··· Data to process
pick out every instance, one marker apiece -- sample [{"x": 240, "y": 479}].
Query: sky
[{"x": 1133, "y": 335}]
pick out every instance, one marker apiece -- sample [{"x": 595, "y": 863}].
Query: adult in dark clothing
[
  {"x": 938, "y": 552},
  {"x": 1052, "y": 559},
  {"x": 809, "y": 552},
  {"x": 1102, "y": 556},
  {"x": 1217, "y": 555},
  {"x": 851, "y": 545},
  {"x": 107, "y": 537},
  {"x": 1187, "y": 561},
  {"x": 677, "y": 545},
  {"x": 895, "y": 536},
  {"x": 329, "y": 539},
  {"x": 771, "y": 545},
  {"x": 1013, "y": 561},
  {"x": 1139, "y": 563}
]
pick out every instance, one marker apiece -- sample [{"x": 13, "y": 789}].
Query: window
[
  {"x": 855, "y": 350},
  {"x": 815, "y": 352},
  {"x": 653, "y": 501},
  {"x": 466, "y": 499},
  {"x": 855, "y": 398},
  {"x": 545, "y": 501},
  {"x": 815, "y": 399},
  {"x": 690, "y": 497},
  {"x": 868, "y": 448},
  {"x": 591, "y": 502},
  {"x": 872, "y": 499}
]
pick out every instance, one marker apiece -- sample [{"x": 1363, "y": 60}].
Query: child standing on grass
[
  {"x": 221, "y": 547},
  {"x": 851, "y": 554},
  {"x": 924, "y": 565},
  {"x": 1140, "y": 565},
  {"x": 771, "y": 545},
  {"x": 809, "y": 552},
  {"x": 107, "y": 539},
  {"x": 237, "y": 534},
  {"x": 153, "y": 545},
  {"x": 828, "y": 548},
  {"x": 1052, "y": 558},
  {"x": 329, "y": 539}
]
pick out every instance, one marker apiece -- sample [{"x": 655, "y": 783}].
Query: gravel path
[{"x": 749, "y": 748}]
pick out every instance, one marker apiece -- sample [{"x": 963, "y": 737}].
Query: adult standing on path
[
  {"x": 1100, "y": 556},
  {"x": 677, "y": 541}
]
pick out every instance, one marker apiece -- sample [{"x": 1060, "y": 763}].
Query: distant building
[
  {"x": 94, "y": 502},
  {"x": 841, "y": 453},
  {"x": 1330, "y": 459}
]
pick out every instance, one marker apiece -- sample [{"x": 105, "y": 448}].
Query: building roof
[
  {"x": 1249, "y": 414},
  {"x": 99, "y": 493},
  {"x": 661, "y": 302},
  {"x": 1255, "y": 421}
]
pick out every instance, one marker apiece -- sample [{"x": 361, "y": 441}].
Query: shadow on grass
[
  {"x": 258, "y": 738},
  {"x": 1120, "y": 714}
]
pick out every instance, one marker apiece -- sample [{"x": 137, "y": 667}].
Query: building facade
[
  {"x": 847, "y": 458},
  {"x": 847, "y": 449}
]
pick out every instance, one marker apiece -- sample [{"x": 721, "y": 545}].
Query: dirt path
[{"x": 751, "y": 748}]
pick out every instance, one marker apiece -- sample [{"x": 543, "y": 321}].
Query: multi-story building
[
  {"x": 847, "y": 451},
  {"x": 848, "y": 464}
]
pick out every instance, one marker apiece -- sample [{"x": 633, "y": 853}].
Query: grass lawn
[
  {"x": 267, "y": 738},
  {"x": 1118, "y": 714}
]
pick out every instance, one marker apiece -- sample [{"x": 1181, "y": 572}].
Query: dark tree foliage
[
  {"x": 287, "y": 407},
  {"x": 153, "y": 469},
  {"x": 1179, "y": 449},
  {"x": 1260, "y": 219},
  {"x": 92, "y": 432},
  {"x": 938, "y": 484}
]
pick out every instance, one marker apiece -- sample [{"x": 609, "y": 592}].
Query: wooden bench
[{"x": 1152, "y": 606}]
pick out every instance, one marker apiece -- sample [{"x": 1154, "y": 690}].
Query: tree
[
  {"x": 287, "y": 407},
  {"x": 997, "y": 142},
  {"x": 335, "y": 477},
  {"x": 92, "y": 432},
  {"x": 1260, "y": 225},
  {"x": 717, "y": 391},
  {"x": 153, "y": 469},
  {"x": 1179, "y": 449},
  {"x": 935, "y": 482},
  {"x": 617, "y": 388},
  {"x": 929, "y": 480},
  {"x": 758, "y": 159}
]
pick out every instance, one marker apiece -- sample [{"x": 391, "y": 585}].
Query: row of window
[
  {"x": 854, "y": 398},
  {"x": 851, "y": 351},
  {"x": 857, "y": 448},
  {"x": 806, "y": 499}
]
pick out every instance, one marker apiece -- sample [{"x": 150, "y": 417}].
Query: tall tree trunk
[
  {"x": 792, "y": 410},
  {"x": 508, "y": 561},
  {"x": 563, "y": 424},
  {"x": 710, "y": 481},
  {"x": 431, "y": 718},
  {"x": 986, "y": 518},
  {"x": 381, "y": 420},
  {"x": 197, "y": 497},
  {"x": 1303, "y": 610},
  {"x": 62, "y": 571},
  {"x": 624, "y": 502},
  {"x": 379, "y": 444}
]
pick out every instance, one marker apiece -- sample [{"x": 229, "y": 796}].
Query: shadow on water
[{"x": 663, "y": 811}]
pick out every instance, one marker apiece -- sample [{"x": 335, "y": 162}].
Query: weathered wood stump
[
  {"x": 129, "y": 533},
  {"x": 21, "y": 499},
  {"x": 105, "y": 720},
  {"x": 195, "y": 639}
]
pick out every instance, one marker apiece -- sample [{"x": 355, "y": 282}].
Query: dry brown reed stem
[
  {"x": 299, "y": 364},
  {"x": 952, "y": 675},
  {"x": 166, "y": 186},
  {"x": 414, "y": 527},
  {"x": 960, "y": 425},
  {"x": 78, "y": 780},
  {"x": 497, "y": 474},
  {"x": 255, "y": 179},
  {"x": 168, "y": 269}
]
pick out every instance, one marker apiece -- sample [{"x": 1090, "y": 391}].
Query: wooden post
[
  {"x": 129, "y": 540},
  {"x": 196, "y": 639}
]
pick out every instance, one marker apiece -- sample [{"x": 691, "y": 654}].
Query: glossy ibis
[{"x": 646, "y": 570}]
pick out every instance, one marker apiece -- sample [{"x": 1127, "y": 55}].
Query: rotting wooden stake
······
▸ Task requirements
Reproduce the entire listing word for word.

▸ Written solution
pick out every instance, one marker apiece -- sample [{"x": 240, "y": 479}].
Query: sky
[{"x": 1133, "y": 335}]
pick out every instance, one marker apiece -- sample [{"x": 595, "y": 863}].
Query: adult in dark clothing
[
  {"x": 938, "y": 552},
  {"x": 1052, "y": 559},
  {"x": 809, "y": 552},
  {"x": 1102, "y": 556},
  {"x": 1217, "y": 555},
  {"x": 851, "y": 545},
  {"x": 107, "y": 537},
  {"x": 1187, "y": 561},
  {"x": 677, "y": 545},
  {"x": 895, "y": 536},
  {"x": 329, "y": 539},
  {"x": 771, "y": 545},
  {"x": 1013, "y": 561},
  {"x": 1139, "y": 563}
]
pick out every instance, one marker apiece -- sample [{"x": 13, "y": 789}].
Query: window
[
  {"x": 855, "y": 350},
  {"x": 815, "y": 352},
  {"x": 653, "y": 501},
  {"x": 466, "y": 499},
  {"x": 855, "y": 398},
  {"x": 545, "y": 501},
  {"x": 815, "y": 399},
  {"x": 690, "y": 497},
  {"x": 868, "y": 448},
  {"x": 591, "y": 502},
  {"x": 872, "y": 499}
]
pick out every instance, one marker apiece -- sample [{"x": 1363, "y": 60}].
Query: child standing on grass
[
  {"x": 221, "y": 547},
  {"x": 851, "y": 554},
  {"x": 924, "y": 565},
  {"x": 1140, "y": 565},
  {"x": 771, "y": 545},
  {"x": 809, "y": 552},
  {"x": 107, "y": 539},
  {"x": 237, "y": 534},
  {"x": 153, "y": 545},
  {"x": 828, "y": 548},
  {"x": 1052, "y": 558},
  {"x": 329, "y": 539}
]
pick out every instance, one marker apiece -- sample [{"x": 655, "y": 783}].
Query: gravel path
[{"x": 749, "y": 748}]
pick out every instance, one marker apiece -- sample [{"x": 963, "y": 737}].
Query: adult standing on path
[
  {"x": 1100, "y": 556},
  {"x": 677, "y": 541}
]
pick out every instance, one marker apiece -- sample [{"x": 1060, "y": 763}].
Query: distant building
[
  {"x": 94, "y": 502},
  {"x": 841, "y": 453},
  {"x": 1330, "y": 459}
]
pick out every instance, one marker apiece -- sample [{"x": 105, "y": 448}].
Query: building roof
[
  {"x": 1249, "y": 414},
  {"x": 99, "y": 493},
  {"x": 661, "y": 302},
  {"x": 1255, "y": 421}
]
pick out every instance, one marker apiece -- sample [{"x": 361, "y": 441}].
Query: shadow on grass
[
  {"x": 258, "y": 738},
  {"x": 1120, "y": 714}
]
pick out every instance, one marker apiece -- sample [{"x": 137, "y": 667}].
Query: building facade
[
  {"x": 847, "y": 458},
  {"x": 847, "y": 449}
]
pick out every instance, one marker apiece -- sample [{"x": 721, "y": 545}].
Query: dirt path
[{"x": 751, "y": 748}]
pick out every instance, one marker apiece -- sample [{"x": 543, "y": 321}].
Query: multi-story building
[
  {"x": 847, "y": 451},
  {"x": 848, "y": 464}
]
pick out every instance, one marker apiece -- sample [{"x": 633, "y": 853}].
Query: grass lawn
[
  {"x": 267, "y": 738},
  {"x": 1118, "y": 714}
]
pick out every instance, one marker apiece -- sample [{"x": 1181, "y": 572}].
Query: dark tree foliage
[
  {"x": 287, "y": 407},
  {"x": 153, "y": 469},
  {"x": 1179, "y": 449},
  {"x": 1260, "y": 219},
  {"x": 92, "y": 432},
  {"x": 938, "y": 484}
]
pick out every instance, one marker apiece -- sample [{"x": 609, "y": 592}].
Query: wooden bench
[{"x": 1152, "y": 606}]
pick out every instance, one marker apiece -- sample [{"x": 1154, "y": 690}].
Query: tree
[
  {"x": 287, "y": 407},
  {"x": 997, "y": 142},
  {"x": 335, "y": 477},
  {"x": 92, "y": 432},
  {"x": 1260, "y": 225},
  {"x": 717, "y": 391},
  {"x": 153, "y": 469},
  {"x": 1179, "y": 449},
  {"x": 935, "y": 482},
  {"x": 617, "y": 388},
  {"x": 929, "y": 480},
  {"x": 758, "y": 159}
]
pick out every instance, one marker apiece -- sample [{"x": 391, "y": 585}].
Query: row of window
[
  {"x": 854, "y": 398},
  {"x": 851, "y": 351},
  {"x": 857, "y": 448},
  {"x": 806, "y": 499}
]
pick out every instance, one marker apiece -- sample [{"x": 150, "y": 417}].
Query: tall tree trunk
[
  {"x": 792, "y": 410},
  {"x": 508, "y": 561},
  {"x": 563, "y": 424},
  {"x": 710, "y": 481},
  {"x": 431, "y": 718},
  {"x": 986, "y": 518},
  {"x": 381, "y": 420},
  {"x": 197, "y": 497},
  {"x": 1303, "y": 610},
  {"x": 62, "y": 571},
  {"x": 624, "y": 502},
  {"x": 379, "y": 444}
]
pick out every instance, one marker apiece -- sample [{"x": 229, "y": 796}].
Query: shadow on water
[{"x": 663, "y": 811}]
pick out every instance, one marker apiece -- sample [{"x": 335, "y": 162}].
Query: weathered wood stump
[
  {"x": 129, "y": 533},
  {"x": 21, "y": 499},
  {"x": 105, "y": 720},
  {"x": 195, "y": 639}
]
pick out every instance, one marker apiece -- sample [{"x": 355, "y": 282}].
Query: dry brown reed stem
[
  {"x": 299, "y": 364},
  {"x": 952, "y": 675},
  {"x": 166, "y": 186},
  {"x": 414, "y": 527},
  {"x": 960, "y": 425},
  {"x": 78, "y": 780},
  {"x": 497, "y": 474},
  {"x": 255, "y": 179},
  {"x": 168, "y": 269}
]
pick out every instance, one marker apiece -- sample [{"x": 1090, "y": 391}].
Query: wooden post
[
  {"x": 129, "y": 540},
  {"x": 196, "y": 639}
]
pick out every instance, one marker apiece -- sample [{"x": 691, "y": 654}].
Query: glossy ibis
[{"x": 646, "y": 570}]
pick out every instance, one marker apiece -- sample [{"x": 1127, "y": 55}].
Query: rotting wooden stake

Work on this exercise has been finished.